[Exercise inputs Boundary: Start]

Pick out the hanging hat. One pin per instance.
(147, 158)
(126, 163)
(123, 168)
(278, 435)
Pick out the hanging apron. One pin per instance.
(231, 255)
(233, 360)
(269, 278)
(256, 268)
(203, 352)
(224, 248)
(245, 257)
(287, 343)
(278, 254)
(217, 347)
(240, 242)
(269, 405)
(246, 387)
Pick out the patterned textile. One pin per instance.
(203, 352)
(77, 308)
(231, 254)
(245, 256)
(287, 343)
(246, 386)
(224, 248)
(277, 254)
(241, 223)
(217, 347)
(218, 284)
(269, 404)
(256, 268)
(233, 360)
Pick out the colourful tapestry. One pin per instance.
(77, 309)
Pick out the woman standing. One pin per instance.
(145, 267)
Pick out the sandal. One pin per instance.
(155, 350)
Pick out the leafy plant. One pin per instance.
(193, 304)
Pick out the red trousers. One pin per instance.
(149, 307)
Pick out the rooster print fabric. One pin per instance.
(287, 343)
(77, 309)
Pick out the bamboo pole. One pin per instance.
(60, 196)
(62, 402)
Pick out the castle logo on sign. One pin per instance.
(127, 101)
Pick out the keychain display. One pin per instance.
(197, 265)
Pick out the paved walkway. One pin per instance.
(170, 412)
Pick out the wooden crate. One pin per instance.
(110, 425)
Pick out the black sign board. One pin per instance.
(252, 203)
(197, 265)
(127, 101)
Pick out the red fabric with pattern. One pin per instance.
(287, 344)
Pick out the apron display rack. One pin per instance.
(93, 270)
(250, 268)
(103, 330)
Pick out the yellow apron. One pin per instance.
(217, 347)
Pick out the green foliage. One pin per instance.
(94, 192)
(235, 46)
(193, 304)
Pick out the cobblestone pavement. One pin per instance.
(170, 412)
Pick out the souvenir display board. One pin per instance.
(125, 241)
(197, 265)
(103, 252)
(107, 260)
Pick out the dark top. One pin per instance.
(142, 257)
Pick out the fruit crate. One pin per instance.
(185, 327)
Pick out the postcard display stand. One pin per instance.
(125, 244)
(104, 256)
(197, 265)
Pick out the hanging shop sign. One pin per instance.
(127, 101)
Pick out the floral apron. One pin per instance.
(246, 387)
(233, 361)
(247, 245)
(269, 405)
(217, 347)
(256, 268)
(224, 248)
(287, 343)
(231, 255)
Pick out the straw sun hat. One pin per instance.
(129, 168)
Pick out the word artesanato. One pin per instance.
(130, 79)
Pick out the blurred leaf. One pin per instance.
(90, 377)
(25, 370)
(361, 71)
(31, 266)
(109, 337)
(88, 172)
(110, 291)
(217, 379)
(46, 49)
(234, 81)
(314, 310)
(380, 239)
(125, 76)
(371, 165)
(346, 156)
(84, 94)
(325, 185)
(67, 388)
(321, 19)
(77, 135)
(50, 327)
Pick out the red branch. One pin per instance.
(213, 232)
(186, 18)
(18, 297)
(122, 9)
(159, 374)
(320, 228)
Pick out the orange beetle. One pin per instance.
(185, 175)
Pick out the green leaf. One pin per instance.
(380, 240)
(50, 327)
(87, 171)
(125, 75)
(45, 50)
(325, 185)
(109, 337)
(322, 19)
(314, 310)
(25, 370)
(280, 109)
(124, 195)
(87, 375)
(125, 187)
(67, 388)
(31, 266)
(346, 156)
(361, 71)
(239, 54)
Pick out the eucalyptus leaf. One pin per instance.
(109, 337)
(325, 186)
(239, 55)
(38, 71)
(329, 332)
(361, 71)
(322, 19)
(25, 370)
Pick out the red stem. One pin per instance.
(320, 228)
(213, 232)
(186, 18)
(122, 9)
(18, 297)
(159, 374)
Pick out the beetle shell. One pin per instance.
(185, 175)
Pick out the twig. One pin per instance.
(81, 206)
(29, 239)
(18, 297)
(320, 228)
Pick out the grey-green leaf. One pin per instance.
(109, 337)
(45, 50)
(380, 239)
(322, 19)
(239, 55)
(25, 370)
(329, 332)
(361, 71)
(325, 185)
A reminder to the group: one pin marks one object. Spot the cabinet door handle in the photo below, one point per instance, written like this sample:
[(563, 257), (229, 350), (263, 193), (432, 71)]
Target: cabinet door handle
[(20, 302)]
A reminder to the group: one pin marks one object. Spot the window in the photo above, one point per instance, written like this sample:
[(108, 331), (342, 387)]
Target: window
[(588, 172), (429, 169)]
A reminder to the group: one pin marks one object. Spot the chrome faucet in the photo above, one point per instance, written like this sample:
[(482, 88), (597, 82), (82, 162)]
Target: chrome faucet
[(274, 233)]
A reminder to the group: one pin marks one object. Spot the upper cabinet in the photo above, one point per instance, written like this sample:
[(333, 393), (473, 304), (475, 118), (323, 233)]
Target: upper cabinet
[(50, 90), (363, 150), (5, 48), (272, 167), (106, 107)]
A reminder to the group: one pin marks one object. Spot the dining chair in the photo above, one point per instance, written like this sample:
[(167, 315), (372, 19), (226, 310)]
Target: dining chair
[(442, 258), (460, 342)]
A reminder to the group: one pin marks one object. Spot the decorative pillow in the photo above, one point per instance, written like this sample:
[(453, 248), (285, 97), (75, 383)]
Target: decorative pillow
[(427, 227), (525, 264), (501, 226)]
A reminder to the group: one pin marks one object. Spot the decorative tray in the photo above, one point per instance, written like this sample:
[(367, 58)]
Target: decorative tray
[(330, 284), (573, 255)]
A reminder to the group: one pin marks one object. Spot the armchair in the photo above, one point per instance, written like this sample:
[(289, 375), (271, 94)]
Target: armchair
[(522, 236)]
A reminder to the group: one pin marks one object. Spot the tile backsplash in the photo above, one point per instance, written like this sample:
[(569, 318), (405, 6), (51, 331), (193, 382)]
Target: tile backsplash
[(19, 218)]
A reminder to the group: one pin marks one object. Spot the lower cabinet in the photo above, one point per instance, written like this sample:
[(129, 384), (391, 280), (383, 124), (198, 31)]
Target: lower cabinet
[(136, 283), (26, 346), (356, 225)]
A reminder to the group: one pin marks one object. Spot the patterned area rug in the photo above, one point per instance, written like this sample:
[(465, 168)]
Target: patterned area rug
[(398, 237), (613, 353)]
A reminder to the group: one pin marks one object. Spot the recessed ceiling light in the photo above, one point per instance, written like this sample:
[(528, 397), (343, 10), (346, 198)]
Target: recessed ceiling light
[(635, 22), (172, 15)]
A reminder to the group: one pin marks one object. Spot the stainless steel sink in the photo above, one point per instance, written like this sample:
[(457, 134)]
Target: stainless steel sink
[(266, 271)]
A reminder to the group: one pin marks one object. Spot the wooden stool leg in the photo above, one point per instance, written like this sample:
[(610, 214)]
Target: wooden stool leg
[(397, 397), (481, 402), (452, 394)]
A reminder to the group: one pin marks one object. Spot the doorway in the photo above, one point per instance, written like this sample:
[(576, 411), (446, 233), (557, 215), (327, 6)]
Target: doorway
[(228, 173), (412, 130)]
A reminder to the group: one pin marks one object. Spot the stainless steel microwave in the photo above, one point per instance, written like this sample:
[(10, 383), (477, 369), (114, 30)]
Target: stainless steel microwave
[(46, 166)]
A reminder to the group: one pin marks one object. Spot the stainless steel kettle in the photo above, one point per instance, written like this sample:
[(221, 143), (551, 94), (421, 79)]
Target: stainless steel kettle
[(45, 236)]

[Exercise inputs Boundary: End]

From the line holding "Pick out the postcard" to the line holding "[(482, 88), (597, 82), (82, 162)]", inclusive, restate each line above exactly as written.

**Answer space:**
Pick out the postcard display stand. One pin per instance.
(125, 244)
(104, 256)
(197, 265)
Pick out the hanging shop sign. One pin per instance.
(127, 101)
Pick out the floral apron. One pin per instance.
(246, 387)
(233, 361)
(247, 245)
(269, 405)
(217, 347)
(256, 268)
(224, 248)
(287, 343)
(231, 255)
Pick out the straw sun hat. One pin per instance.
(129, 168)
Pick out the word artesanato. One pin per instance.
(130, 79)
Pick out the blurred leaf. One pin per instance.
(90, 377)
(25, 370)
(361, 71)
(31, 266)
(109, 337)
(88, 172)
(110, 291)
(217, 379)
(46, 49)
(234, 81)
(314, 310)
(380, 239)
(125, 76)
(371, 165)
(346, 156)
(84, 94)
(325, 185)
(67, 388)
(321, 19)
(77, 135)
(50, 327)
Pick out the red branch. One pin per instance.
(213, 232)
(186, 18)
(18, 297)
(122, 9)
(159, 374)
(320, 228)
Pick out the orange beetle. One pin per instance.
(185, 175)
Pick out the green leaf. One pin per instance.
(380, 240)
(50, 327)
(87, 171)
(125, 75)
(45, 50)
(325, 185)
(109, 337)
(322, 19)
(314, 310)
(25, 370)
(280, 109)
(124, 195)
(87, 375)
(125, 187)
(67, 388)
(31, 266)
(346, 156)
(361, 71)
(239, 54)
Pick out the eucalyptus leaf. One pin per instance.
(109, 337)
(325, 186)
(239, 55)
(38, 71)
(329, 332)
(361, 71)
(322, 19)
(25, 370)
Pick out the red stem. One pin per instance.
(320, 228)
(213, 232)
(186, 18)
(122, 9)
(18, 297)
(159, 374)
Pick out the beetle shell. One pin per instance.
(185, 175)
Pick out the twig. One pin per instance.
(81, 206)
(29, 239)
(18, 297)
(320, 228)
Pick out the grey-green leaf. One pin per instance.
(109, 337)
(45, 50)
(380, 239)
(322, 19)
(239, 55)
(25, 370)
(329, 332)
(361, 71)
(325, 185)
A reminder to the group: one pin marks one object. Spot the cabinet door handle in the photo below, one point per instance, written like this sample:
[(563, 257), (229, 350), (263, 193), (432, 71)]
Target: cabinet door handle
[(20, 302)]
A reminder to the group: one pin marks one object. Spot the window in the photo above, one point per instance, written like this sample:
[(108, 331), (342, 387)]
Target: window
[(588, 172), (429, 169)]
A reminder to the group: one pin marks one object. Spot the chrome faucet in the photo above, one point per instance, written like this sample:
[(482, 88), (597, 82), (82, 162)]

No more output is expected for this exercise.